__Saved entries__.

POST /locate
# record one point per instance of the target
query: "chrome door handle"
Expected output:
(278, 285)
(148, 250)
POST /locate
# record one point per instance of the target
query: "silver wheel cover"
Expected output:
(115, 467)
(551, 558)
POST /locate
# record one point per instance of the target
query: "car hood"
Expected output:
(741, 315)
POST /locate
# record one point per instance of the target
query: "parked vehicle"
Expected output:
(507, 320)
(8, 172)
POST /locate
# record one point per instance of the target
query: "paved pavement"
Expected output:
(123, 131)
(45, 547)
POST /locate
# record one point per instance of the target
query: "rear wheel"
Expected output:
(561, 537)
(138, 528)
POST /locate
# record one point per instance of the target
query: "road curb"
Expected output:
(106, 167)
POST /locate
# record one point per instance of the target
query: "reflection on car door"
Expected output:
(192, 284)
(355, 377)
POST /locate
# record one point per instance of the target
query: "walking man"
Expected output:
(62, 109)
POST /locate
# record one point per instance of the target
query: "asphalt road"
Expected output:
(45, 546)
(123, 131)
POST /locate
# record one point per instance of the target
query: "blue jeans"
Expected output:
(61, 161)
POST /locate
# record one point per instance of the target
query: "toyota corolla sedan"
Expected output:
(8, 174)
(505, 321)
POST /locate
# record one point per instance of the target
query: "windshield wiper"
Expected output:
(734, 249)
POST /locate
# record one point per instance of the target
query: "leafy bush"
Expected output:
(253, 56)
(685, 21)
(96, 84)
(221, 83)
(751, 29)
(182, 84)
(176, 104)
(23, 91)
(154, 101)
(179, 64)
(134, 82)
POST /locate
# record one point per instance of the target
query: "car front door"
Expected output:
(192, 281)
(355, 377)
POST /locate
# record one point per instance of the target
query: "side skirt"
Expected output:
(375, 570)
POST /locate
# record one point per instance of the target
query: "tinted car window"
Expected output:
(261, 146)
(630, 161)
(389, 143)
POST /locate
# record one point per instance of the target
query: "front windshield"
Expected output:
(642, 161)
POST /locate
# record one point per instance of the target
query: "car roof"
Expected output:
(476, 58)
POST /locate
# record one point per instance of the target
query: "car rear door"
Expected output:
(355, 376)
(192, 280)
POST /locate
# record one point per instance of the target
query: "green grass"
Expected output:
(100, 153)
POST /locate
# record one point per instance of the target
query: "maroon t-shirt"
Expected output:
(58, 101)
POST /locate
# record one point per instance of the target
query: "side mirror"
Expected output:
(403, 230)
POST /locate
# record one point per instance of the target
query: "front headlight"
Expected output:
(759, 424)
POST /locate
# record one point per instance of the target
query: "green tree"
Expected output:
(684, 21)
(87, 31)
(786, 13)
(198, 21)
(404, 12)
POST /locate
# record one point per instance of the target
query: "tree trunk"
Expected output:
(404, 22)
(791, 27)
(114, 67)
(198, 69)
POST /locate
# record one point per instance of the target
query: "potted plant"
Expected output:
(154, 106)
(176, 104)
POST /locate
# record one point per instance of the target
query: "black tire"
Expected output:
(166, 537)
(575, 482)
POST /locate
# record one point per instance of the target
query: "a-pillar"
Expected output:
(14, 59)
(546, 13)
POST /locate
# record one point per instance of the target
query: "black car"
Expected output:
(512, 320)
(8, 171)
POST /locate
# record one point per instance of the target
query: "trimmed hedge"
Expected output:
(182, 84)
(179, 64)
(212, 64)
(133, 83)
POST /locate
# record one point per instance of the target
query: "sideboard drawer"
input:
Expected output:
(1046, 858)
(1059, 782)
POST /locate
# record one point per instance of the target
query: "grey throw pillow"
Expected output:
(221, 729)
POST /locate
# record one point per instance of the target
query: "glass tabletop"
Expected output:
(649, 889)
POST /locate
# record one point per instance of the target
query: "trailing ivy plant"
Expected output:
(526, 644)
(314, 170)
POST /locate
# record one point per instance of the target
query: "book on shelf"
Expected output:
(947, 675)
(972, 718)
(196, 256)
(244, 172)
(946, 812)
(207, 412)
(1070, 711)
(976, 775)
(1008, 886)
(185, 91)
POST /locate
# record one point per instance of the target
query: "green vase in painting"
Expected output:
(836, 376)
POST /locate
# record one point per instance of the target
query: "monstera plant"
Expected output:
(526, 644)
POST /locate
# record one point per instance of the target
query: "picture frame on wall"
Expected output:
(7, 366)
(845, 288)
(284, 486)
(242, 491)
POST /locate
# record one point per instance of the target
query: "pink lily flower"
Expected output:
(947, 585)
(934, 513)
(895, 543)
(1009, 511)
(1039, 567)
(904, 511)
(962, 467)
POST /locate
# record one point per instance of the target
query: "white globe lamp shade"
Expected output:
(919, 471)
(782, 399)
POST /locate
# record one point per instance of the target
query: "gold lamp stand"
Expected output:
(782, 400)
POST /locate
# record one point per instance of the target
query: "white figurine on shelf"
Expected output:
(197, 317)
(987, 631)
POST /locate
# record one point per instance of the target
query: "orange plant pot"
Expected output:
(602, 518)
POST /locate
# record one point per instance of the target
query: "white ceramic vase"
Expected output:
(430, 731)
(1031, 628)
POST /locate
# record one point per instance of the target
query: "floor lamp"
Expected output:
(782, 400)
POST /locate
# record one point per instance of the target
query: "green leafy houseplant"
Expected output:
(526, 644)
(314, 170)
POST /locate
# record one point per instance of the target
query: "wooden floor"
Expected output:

__Task directions__. Exactly and without omission, set down every entry.

__The answer__.
POST /locate
# record one point per instance of the target
query: "chrome door handle"
Expected output:
(278, 285)
(148, 250)
POST /locate
# record one point per instance of the target
query: "silver wheel cover"
Expected output:
(115, 467)
(551, 558)
POST /locate
# record one point per instance of the target
query: "car hood"
Expected output:
(741, 315)
POST /locate
# record one point per instance of the target
query: "parked vehicle"
Expected output:
(507, 320)
(8, 172)
POST /locate
# record one point per instance of the target
query: "paved pavement"
Expected output:
(123, 131)
(45, 547)
POST /locate
# record one point per instance of the target
query: "rear wheel"
Expected output:
(561, 537)
(138, 528)
POST /locate
# record one point per instance of the target
query: "road curb"
Expected output:
(106, 167)
POST /locate
# record one point per instance of the target
query: "reflection on car door"
Expected output:
(192, 284)
(355, 377)
POST /locate
# record one point per instance of the target
query: "walking man"
Expected output:
(62, 109)
POST /locate
# record one point per instance of the target
query: "asphalt road"
Expected output:
(45, 546)
(123, 131)
POST /locate
# record one point per instance of the target
query: "blue jeans"
Expected output:
(61, 161)
POST /locate
# record one point per instance of the target
query: "toyota corolla sedan"
Expected output:
(8, 174)
(505, 321)
POST /locate
# record one point per instance of the target
query: "windshield wiper"
Expected output:
(734, 249)
POST /locate
# record one point per instance of the target
query: "leafy bush"
Expected output:
(253, 56)
(685, 21)
(96, 84)
(221, 83)
(751, 29)
(182, 84)
(176, 104)
(23, 91)
(154, 101)
(179, 64)
(134, 82)
POST /locate
# record one point per instance of the target
query: "car front door"
Expected output:
(192, 281)
(355, 377)
POST /locate
# record one point per instance of the target
query: "side skirt"
Expected output:
(375, 570)
POST /locate
# record one point per instance of the target
query: "tinted car window"
Expected output:
(261, 146)
(630, 161)
(389, 143)
POST /locate
# record one point per instance of the target
query: "front windshield"
Expected output:
(642, 161)
POST /locate
# record one point per instance of the target
query: "car roof"
Expected output:
(476, 58)
POST /locate
# record one point per instance of the target
query: "car rear door"
Expected output:
(355, 376)
(192, 280)
POST /locate
# record one point per instance of the target
query: "green grass"
Expected output:
(100, 153)
POST /locate
# record one point per instance of the target
query: "maroon t-shirt"
Expected output:
(58, 101)
POST /locate
# record one point per instance of the target
query: "side mirror"
Expected output:
(403, 230)
POST /locate
# record one point per instance of the target
query: "front headlight"
Expected output:
(759, 424)
POST /locate
# record one point per instance of the target
query: "green tree"
Expected output:
(684, 21)
(87, 31)
(786, 13)
(198, 21)
(404, 12)
POST /locate
# record one point per instance of the target
query: "tree trunk"
Expected output:
(404, 22)
(791, 27)
(114, 67)
(198, 69)
POST /locate
# record one point per instance of the target
query: "potted plant"
Expected output:
(154, 106)
(176, 104)
POST /locate
# record one point per instance of the target
query: "black tire"
Expected output:
(166, 537)
(575, 482)
POST /locate
# record one point per instance of the target
query: "a-pillar"
Expected output:
(14, 59)
(546, 13)
POST /locate
# record one point per instance of the target
query: "black car"
Expected output:
(512, 320)
(8, 171)
POST /locate
# record one point per instance of the target
query: "trimmed hedge"
Expected output:
(182, 84)
(179, 64)
(212, 64)
(133, 83)
POST /locate
# record one point per instance of the target
query: "sideboard drawer"
input:
Expected output:
(1046, 858)
(1059, 782)
POST /locate
# record one point per instance of the target
query: "grey throw pillow"
Expected output:
(221, 729)
POST /locate
# record one point per instance of the target
query: "glass tabletop"
Expected output:
(649, 889)
POST /locate
# record one point per instance of the target
query: "trailing ivy plant"
Expected output:
(526, 644)
(314, 170)
POST /locate
# record one point per instance of the target
query: "book on shelf"
Expected output:
(947, 675)
(972, 718)
(196, 256)
(244, 172)
(946, 812)
(207, 412)
(1070, 711)
(976, 775)
(1008, 886)
(185, 91)
POST /locate
# record one point per instance of the target
query: "green vase in painting"
Expected output:
(836, 376)
POST /locate
# record one point per instance of the target
query: "monstera plant"
Expected output:
(526, 644)
POST /locate
# record one point per instance of the target
query: "picture frame on wall"
Expected output:
(7, 366)
(845, 288)
(284, 486)
(242, 491)
POST /locate
# record one point per instance of the target
query: "pink lily flower"
Expected output:
(947, 585)
(934, 513)
(895, 543)
(1009, 511)
(1039, 567)
(904, 511)
(962, 467)
POST /locate
# record one point per instance of the target
query: "white globe lamp shade"
Expected output:
(919, 471)
(782, 399)
POST /locate
# record one point per instance of the target
query: "gold lamp stand"
Expected output:
(782, 400)
POST /locate
# record one point per instance of the target
query: "white figurine on shelf"
Expected output:
(197, 317)
(987, 631)
POST /locate
# record one point per instance of the target
query: "orange plant pot"
Expected output:
(602, 518)
POST /locate
# record one point per instance of the target
query: "white ceramic vase"
Expected output:
(430, 731)
(1031, 628)
POST /locate
# record one point per instance of the target
query: "floor lamp"
Expected output:
(782, 400)
POST /locate
# record one point per instance of the target
query: "green leafy houseplant"
Expected output:
(526, 644)
(314, 170)
POST /locate
# record one point per instance of the target
query: "wooden floor"
Expected output:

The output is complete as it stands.